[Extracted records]
[Start of Attachment]
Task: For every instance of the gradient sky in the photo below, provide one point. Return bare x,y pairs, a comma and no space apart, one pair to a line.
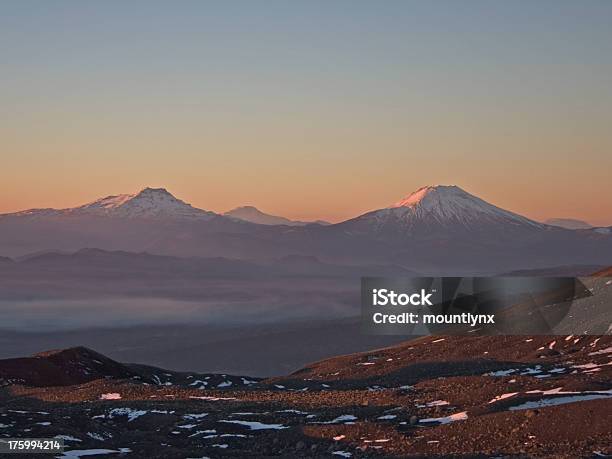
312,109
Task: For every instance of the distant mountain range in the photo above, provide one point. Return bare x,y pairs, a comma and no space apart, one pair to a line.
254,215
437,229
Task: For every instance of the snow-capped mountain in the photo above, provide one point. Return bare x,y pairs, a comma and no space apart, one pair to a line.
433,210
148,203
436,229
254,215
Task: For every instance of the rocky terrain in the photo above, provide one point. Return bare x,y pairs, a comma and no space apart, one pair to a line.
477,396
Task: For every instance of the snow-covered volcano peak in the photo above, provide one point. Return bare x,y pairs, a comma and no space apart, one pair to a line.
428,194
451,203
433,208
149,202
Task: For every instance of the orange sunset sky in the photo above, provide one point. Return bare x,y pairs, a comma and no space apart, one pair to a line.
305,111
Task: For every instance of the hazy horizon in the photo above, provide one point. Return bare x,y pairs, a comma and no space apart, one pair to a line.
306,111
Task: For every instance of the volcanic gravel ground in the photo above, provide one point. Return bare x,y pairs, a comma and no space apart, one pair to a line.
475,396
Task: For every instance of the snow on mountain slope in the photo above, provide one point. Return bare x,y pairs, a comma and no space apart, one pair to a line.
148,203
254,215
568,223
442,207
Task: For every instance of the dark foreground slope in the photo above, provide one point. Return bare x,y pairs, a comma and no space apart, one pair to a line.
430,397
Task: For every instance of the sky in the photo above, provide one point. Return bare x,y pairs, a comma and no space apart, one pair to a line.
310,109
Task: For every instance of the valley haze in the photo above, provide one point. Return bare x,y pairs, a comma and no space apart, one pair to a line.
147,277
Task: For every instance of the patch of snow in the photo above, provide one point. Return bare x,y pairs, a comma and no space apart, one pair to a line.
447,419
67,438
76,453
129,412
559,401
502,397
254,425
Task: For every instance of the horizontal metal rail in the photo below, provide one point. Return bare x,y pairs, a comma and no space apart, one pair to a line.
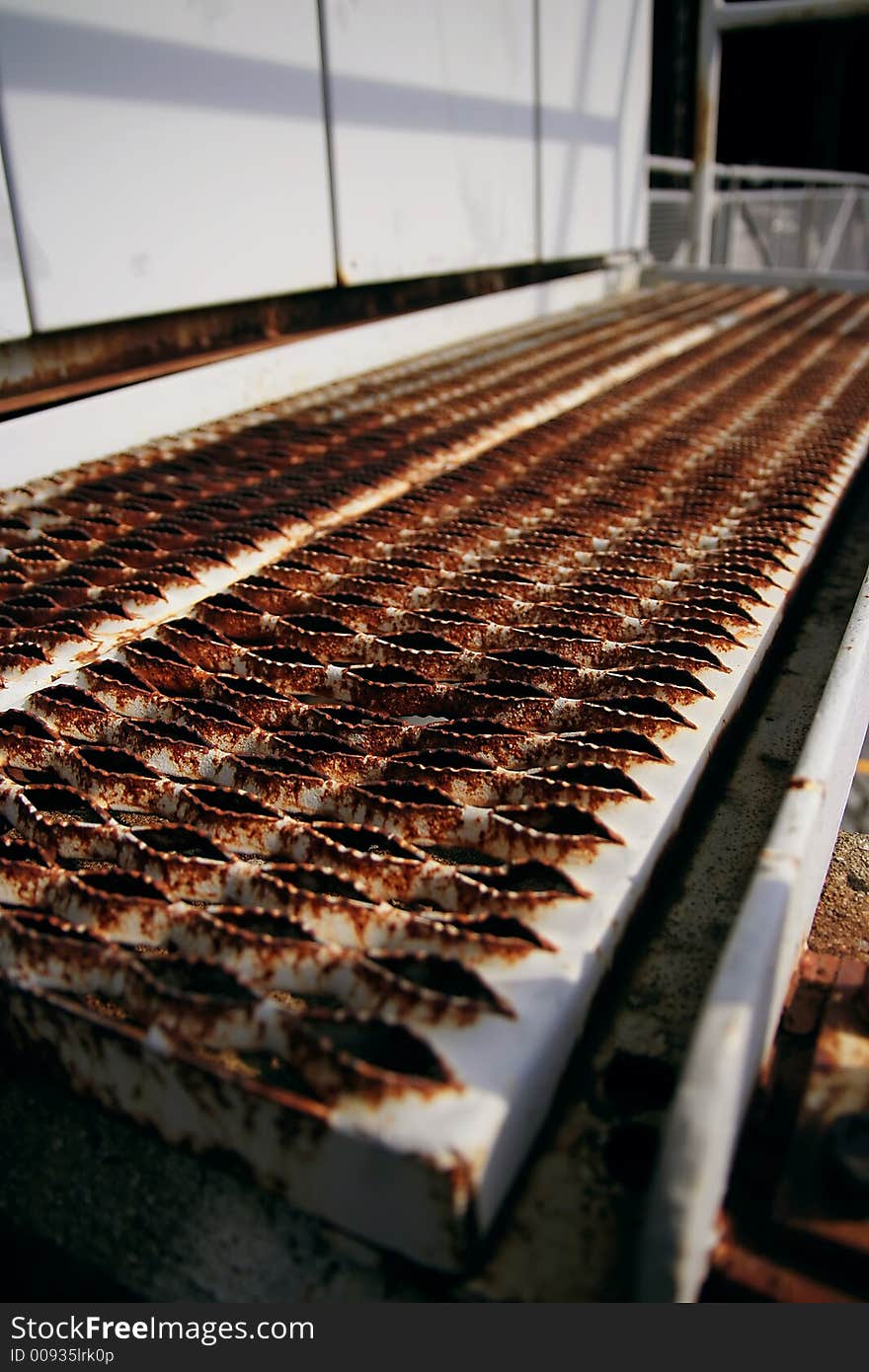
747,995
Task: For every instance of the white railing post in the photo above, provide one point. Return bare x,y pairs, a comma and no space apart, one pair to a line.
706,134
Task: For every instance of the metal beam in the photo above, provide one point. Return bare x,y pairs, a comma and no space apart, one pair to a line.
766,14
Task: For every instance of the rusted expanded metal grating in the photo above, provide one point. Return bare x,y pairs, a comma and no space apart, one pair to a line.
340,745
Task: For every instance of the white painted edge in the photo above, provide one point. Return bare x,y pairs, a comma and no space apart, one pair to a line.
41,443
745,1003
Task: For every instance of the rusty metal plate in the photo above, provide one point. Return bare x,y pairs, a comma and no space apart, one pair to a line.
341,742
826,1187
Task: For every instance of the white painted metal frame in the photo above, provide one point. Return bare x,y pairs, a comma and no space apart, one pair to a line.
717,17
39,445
[End of Attachment]
Task instructions:
In your copy of the entries above, keep the text exact and leave out the pictures.

Exercise answer:
Task: For every instance of the gradient sky in the photo below, provide one point. Return bare x,y pairs, a comma and no space apart, one pair to a line.
312,109
Task: For every instance of the distant mountain range in the photo above, provide one point. Return bare x,y pairs, a comma and no space apart, one pair to a line.
254,215
437,229
Task: For every instance of the snow-capped mountain in the photo above, provide one point. Return bare x,y pairs, a comma and no space apart, one pair to a line.
433,210
148,203
436,229
254,215
Task: For every instance of the rocky terrain in the photo above, provide one point. Return bare x,y pairs, a comma and no space apart, one pair to a line.
477,396
Task: For every instance of the snow-covered volcano peak in the photo above, provide one point. Return bare x,y pairs, a comma and no space apart, one pair to a line.
428,194
451,203
433,208
149,202
Task: For every instance of the orange sunset sky in the photo above, provide one point. Return bare x,y pairs, a comma and no space apart, one pair to a line.
305,111
Task: For every instance of the hazy horizon in the photo above, provide one point. Return bare x,y pairs, a comma and no space apart, one pair to a line.
306,111
Task: For every instance of the volcanic gravel ground in the photo above, provide one point. Return bare x,y pairs, a comma and no space apart, one pair to a line.
475,396
Task: For every instance of the snow on mountain slope in the photo above, provide one point. Return bare x,y pairs, a comma and no space apart, one pair to a line.
148,203
254,215
568,223
442,207
Task: For every instance of the dark foreground slope in the photo above, provide one point. Return bare x,y pairs, a comma and no space apart, one pair to a line.
430,397
Task: For every instance of the sky in the photo above, provide one point. Return bare x,y pairs, a comma and no space apart, one pair to a line.
310,109
Task: For every instance of the valley haze in the photo above, provide one point. Return bare x,y pairs, a comma and no space apart, one pair to a line.
147,277
Task: For every instance of the patch of snow in the photo above, provide one point. Return bare x,y pairs, a comma and no space apart, one pair to a line.
447,419
67,438
76,453
129,412
559,401
502,397
254,425
Task: For every instance of the horizontal metal rail in the photo below, provide one point. Return bare x,y pairs, a comma and no space apart, one pair to a line.
747,995
Task: For every instance of the white railing post in the photo above, provide one point. Return bare x,y pairs, a comma and no space apart, one pair to a line.
706,134
Task: For every instance of the metal beam in the photo above, provide one point. Return bare x,y pairs, a comma and no space apart, one pair to a line.
766,14
Task: For every instance of the rusted expanded metal grating in the photo above, provide one point. Return bare x,y pairs, a comma and no space apart, one pair to a line.
340,745
Task: For every instance of the white painted edge in the photo above, provide one point. Return bare x,y pairs, a comma and no space apart, one pair to a line.
41,443
745,1003
Task: For every instance of the rusty metal plate in the photo above, provide one point. Return bare x,y pairs, a comma and no space apart, one pair to a line.
341,742
826,1187
Task: For every instance of the white painted metal frame in the photo above, provide one point. Return bare x,y pairs, a comma and no space apart, one pair to a line.
717,17
39,445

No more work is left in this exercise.